Start of Provided data

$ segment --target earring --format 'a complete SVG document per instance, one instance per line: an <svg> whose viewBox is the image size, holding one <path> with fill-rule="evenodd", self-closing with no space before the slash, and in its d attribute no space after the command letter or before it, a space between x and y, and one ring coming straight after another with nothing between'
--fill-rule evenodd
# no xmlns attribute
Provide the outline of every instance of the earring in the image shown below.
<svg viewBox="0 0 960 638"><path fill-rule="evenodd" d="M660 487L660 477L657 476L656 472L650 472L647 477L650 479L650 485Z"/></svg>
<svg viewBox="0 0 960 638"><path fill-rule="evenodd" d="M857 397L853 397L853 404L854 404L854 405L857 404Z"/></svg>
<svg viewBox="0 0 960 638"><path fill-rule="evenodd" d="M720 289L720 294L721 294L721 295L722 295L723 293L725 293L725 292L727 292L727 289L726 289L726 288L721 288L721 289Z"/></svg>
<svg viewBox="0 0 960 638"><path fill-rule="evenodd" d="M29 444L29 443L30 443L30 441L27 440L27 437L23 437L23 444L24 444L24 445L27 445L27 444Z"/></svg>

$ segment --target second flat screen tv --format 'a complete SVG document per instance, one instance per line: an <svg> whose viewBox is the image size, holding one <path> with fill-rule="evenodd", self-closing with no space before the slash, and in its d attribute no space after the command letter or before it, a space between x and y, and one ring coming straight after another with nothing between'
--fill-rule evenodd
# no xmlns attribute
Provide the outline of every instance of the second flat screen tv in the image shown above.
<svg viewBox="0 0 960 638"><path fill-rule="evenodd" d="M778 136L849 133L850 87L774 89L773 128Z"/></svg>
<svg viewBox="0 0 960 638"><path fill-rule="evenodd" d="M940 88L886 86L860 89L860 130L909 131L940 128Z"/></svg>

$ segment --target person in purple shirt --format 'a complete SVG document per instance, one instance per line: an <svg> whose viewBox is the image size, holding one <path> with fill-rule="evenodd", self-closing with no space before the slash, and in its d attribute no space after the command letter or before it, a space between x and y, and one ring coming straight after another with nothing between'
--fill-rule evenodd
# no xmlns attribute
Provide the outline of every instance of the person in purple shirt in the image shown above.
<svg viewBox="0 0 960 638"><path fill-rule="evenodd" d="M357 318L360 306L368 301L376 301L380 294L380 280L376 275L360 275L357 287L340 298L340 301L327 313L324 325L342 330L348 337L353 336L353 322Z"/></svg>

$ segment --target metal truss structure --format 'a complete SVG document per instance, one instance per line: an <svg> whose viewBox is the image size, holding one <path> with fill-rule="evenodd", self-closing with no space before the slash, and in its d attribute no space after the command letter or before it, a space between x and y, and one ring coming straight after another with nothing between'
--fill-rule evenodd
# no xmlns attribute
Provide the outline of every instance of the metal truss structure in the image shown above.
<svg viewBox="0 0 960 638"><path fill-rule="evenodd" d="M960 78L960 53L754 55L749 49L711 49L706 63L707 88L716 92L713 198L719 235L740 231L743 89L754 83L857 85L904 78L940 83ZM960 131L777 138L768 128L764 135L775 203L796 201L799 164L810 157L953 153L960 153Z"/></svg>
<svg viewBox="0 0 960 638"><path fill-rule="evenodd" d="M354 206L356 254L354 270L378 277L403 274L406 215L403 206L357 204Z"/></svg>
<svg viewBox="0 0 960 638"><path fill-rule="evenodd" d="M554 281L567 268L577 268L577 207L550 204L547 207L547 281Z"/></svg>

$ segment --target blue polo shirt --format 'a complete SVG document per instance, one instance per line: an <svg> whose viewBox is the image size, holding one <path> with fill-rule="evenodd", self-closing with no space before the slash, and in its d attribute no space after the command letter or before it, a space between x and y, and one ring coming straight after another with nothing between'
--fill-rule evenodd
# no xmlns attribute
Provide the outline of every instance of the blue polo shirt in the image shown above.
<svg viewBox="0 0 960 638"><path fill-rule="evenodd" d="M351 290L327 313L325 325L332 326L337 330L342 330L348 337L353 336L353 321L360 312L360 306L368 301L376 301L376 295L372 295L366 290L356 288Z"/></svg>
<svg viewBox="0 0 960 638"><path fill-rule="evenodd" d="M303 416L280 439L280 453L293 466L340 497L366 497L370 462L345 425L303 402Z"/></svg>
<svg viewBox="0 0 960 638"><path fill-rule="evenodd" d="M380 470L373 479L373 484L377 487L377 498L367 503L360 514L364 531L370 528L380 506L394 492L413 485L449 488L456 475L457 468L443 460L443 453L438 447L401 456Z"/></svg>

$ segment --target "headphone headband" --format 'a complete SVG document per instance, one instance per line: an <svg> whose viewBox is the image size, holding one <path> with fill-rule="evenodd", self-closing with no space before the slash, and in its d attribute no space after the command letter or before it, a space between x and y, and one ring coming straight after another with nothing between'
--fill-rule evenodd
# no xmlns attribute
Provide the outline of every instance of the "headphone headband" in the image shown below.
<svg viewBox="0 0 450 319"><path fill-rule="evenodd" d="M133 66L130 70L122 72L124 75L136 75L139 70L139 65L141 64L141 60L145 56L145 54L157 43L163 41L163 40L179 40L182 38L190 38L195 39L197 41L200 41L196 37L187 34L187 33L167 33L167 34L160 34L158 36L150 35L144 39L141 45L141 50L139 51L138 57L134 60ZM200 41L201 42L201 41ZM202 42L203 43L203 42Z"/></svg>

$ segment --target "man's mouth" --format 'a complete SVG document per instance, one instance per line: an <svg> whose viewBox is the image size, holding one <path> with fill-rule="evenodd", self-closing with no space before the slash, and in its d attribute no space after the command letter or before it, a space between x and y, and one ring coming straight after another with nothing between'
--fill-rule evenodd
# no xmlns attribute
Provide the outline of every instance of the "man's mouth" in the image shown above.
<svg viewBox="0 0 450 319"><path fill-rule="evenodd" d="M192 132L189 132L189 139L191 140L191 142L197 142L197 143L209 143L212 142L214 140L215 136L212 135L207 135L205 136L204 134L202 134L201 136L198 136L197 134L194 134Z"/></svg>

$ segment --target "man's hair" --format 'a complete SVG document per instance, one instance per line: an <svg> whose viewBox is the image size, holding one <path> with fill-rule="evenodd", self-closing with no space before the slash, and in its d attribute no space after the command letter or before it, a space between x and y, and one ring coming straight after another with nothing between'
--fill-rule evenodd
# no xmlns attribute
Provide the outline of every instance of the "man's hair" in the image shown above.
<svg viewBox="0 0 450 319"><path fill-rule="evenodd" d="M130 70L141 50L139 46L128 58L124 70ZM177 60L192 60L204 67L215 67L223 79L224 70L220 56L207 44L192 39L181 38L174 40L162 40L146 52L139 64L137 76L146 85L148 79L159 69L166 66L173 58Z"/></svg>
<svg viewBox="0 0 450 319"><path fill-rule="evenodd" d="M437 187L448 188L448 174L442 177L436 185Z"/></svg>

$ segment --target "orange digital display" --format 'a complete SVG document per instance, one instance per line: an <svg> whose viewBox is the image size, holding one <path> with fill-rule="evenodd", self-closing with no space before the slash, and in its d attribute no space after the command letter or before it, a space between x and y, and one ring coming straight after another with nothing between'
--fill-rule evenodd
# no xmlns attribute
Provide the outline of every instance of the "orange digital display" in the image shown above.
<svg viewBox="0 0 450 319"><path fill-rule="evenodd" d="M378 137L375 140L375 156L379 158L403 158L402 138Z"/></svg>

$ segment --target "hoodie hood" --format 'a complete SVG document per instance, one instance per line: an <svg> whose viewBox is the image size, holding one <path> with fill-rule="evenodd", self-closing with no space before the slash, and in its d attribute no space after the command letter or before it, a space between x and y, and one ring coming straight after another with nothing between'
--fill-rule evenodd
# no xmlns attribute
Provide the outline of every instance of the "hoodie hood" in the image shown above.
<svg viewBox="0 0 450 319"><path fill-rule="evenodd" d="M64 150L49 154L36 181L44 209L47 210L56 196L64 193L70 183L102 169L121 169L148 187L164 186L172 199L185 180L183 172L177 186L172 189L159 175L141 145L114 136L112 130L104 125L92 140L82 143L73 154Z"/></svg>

End of Provided data

Exercise details = Set down precisely the lines above between the line holding "Provide the outline of every instance of the second" and the line holding "segment --target person", inclusive, and nothing beyond them.

Problem solution =
Provide the outline of every instance of the second flat screen tv in the image shown above.
<svg viewBox="0 0 960 638"><path fill-rule="evenodd" d="M778 136L849 133L850 87L774 89L773 128Z"/></svg>
<svg viewBox="0 0 960 638"><path fill-rule="evenodd" d="M940 88L886 86L860 89L860 130L909 131L940 128Z"/></svg>

$ segment --target person in purple shirt --format 'a complete SVG document per instance, one instance per line: an <svg> whose viewBox is the image size, holding one <path> with fill-rule="evenodd", self-closing with no space before the slash, and in its d attribute no space after the command letter or before it, a space between x and y, and one ring coming straight after another with nothing between'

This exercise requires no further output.